Copy out each line below that contains the string "flower". Matching is case-sensitive.
##### DATASET EXTRACT #####
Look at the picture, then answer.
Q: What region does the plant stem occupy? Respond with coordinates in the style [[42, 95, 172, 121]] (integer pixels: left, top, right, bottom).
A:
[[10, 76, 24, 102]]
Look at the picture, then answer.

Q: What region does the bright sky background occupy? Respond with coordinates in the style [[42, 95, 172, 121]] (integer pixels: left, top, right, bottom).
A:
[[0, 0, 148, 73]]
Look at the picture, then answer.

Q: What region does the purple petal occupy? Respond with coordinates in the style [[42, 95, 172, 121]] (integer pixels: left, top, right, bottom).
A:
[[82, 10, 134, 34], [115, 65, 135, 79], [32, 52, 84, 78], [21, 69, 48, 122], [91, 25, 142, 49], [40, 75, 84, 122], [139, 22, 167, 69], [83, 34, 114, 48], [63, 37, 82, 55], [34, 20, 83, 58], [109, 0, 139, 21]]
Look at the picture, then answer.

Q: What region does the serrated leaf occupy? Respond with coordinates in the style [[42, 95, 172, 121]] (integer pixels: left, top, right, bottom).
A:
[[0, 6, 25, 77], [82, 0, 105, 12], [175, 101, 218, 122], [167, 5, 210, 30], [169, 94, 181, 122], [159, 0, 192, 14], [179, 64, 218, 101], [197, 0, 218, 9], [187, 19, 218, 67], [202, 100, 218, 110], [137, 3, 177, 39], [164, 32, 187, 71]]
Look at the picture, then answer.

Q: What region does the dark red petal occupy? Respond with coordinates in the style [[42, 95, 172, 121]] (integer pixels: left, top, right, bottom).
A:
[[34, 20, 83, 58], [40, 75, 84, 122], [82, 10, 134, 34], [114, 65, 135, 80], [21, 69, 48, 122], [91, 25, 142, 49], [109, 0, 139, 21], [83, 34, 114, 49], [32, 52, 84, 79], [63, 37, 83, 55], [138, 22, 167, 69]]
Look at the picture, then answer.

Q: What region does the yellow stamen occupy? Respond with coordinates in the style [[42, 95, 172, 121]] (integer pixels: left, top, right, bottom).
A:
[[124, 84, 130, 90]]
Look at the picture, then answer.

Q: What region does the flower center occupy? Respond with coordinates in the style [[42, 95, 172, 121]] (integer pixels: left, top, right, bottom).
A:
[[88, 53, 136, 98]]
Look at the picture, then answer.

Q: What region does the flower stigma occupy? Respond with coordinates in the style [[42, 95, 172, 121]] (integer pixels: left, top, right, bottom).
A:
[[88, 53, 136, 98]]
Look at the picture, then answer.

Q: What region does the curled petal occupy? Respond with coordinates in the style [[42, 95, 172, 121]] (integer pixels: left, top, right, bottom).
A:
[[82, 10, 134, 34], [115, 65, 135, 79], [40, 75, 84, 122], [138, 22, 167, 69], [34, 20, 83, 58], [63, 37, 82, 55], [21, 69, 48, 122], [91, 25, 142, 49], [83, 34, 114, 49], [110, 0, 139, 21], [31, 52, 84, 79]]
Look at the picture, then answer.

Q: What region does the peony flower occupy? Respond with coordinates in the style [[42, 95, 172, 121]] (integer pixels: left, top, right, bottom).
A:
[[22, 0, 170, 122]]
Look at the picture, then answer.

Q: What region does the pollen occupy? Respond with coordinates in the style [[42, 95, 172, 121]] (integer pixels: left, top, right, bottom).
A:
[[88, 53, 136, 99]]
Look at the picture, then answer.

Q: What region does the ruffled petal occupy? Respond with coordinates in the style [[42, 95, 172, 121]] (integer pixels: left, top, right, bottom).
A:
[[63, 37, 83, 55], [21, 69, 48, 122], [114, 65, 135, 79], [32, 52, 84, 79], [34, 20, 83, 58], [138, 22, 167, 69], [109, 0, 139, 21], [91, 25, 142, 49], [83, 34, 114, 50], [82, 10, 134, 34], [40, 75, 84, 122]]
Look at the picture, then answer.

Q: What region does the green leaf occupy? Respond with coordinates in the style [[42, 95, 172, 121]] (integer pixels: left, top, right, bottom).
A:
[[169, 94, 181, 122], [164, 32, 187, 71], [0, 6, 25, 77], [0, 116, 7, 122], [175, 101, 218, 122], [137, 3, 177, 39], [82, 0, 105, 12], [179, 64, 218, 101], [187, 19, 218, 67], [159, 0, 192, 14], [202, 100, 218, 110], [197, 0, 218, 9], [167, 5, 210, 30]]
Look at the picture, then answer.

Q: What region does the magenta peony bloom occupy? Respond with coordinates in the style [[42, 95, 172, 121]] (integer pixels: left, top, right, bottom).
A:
#####
◆ **EXERCISE SOLUTION**:
Q: What region does the flower center occupy? Respond with coordinates in the style [[42, 95, 172, 121]] (integer pixels: left, top, right, bottom).
Q: What region does the flower stigma occupy? Respond with coordinates in the style [[42, 95, 172, 121]] (integer pixels: left, top, right, bottom).
Q: What region does the peony flower occupy? Respond with coordinates in the style [[42, 95, 172, 121]] (integer pixels: left, top, right, bottom).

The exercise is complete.